Collect every line in the records below that contains the string "surface", copying each line in full.

[Point labeling records]
++++++++++++++++++++

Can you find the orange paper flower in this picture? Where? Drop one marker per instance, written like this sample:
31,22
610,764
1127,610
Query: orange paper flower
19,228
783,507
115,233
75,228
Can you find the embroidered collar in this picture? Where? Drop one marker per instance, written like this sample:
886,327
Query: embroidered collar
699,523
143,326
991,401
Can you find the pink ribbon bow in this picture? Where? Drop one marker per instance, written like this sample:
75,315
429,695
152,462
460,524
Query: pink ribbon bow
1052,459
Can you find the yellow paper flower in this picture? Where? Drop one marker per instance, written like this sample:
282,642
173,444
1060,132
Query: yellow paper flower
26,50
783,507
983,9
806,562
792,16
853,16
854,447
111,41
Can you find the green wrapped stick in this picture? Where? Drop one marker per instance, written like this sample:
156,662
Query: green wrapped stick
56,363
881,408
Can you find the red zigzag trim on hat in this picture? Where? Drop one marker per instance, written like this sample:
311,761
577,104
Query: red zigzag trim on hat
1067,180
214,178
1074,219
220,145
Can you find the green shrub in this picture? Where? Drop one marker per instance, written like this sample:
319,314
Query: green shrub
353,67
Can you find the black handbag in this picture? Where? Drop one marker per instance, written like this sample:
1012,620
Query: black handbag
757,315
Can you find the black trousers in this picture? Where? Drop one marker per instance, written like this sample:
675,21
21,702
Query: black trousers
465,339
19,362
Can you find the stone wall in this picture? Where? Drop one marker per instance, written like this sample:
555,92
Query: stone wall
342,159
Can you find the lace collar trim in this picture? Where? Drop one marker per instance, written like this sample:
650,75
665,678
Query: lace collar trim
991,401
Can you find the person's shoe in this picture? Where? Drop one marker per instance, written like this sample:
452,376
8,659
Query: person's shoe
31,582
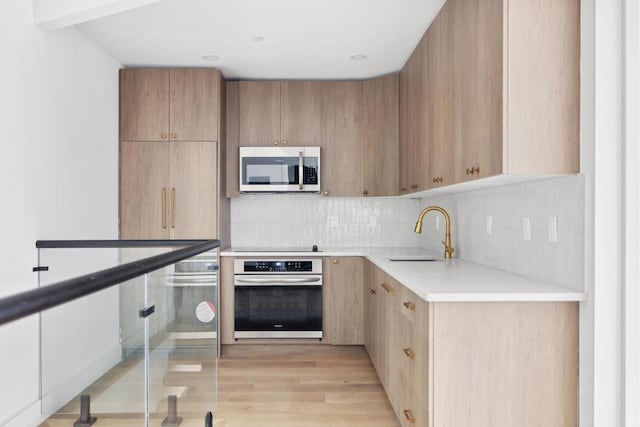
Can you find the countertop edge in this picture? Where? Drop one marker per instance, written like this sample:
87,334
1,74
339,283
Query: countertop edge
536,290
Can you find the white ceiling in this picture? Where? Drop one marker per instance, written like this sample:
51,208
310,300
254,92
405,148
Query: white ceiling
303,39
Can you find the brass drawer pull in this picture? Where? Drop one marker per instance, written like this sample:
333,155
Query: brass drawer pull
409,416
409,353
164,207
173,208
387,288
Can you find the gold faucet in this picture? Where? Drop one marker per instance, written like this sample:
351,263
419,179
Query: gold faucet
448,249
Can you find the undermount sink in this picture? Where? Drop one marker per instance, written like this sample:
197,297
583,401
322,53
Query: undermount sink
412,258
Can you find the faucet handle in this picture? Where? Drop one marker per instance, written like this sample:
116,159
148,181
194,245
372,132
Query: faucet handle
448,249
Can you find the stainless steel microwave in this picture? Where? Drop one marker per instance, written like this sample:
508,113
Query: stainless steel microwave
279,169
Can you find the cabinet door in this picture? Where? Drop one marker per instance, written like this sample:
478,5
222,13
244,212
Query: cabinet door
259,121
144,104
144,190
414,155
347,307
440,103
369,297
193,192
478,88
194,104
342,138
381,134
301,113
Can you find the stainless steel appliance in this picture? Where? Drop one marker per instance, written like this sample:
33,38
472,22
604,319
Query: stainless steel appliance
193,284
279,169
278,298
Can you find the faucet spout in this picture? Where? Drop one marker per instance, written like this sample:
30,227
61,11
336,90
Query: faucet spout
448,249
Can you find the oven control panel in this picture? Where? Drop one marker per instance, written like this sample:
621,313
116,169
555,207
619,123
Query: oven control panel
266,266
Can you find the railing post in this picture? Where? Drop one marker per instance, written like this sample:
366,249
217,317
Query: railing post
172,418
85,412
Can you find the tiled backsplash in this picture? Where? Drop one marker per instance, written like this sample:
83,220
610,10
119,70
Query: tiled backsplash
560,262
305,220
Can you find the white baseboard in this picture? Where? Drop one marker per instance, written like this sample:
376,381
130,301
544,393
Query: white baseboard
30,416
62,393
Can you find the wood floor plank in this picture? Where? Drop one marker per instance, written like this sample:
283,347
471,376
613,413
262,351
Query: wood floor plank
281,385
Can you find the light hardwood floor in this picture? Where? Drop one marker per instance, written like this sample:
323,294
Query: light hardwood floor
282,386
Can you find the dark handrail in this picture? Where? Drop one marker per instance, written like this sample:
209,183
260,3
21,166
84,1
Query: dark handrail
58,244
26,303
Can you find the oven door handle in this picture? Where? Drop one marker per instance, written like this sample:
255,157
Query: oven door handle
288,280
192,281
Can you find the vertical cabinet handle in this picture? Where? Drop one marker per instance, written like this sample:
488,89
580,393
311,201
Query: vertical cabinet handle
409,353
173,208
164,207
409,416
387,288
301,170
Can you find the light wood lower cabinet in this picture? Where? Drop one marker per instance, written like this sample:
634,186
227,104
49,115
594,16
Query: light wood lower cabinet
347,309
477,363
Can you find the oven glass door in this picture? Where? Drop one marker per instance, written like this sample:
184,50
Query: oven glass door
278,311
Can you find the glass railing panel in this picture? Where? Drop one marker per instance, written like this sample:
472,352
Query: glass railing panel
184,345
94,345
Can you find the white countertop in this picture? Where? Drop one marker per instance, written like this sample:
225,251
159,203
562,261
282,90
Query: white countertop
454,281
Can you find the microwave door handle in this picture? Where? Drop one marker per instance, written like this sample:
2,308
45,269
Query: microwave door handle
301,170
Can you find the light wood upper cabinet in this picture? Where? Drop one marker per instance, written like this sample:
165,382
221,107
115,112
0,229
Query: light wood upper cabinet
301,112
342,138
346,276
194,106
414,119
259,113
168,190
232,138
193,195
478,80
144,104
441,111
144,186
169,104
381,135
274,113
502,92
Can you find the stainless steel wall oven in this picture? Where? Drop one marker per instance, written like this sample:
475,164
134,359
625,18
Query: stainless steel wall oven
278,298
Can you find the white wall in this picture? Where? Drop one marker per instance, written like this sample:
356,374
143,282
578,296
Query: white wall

++++++++++++++++++++

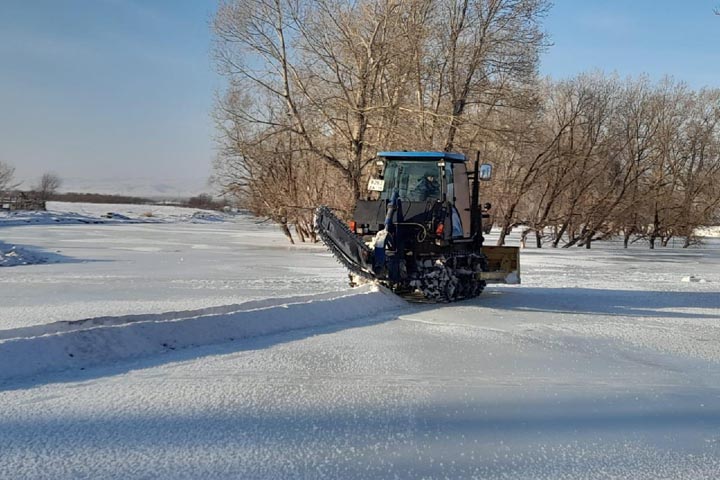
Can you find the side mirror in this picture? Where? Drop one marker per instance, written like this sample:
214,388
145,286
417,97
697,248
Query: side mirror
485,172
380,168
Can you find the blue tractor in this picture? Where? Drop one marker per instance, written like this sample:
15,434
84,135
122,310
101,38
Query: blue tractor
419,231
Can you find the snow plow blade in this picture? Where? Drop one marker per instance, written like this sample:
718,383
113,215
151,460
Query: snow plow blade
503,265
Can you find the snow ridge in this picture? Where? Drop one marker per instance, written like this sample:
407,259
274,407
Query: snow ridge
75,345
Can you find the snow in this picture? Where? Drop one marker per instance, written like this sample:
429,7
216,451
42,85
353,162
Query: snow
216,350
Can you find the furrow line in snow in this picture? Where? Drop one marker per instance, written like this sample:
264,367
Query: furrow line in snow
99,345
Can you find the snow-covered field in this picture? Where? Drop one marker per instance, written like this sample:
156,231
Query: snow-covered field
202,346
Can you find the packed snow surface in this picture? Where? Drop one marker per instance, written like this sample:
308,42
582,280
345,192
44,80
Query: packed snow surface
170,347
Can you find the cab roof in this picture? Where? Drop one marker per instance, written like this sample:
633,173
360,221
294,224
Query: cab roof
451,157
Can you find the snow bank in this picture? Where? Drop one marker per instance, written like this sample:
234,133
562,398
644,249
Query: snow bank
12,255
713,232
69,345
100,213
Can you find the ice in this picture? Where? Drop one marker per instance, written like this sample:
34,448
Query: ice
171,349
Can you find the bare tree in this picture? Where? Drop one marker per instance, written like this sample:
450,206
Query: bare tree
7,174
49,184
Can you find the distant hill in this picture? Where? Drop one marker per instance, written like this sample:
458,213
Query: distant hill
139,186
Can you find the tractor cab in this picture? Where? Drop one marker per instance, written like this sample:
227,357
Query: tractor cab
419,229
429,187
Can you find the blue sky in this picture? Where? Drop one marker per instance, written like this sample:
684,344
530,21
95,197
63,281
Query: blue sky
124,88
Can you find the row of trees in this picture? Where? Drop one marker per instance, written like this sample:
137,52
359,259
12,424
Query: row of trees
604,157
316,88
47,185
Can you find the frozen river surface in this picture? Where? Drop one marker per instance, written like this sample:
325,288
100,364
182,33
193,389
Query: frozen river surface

++++++++++++++++++++

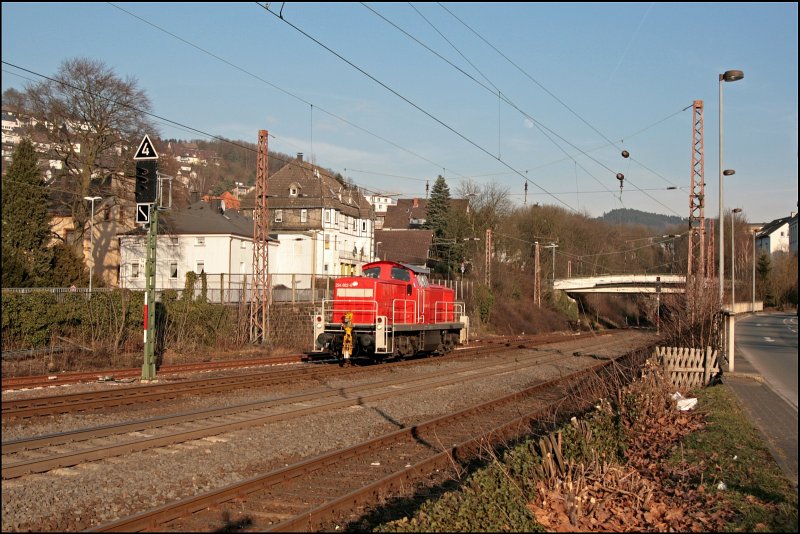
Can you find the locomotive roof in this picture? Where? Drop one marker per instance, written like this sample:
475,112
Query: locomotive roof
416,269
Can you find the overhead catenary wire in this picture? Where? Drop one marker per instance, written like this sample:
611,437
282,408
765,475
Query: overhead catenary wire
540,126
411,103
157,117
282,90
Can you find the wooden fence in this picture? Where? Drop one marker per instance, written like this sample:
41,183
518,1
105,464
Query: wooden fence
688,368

++++++++++++++++++++

■ **Answer for this exercise**:
Can you find the packed snow surface in this picture? Where? Drop one marker per instance, written like this sample:
Query: packed snow surface
Can you find the frozen river surface in this picture? Where? Drop one marker per instance, written like this sample:
Query: frozen river surface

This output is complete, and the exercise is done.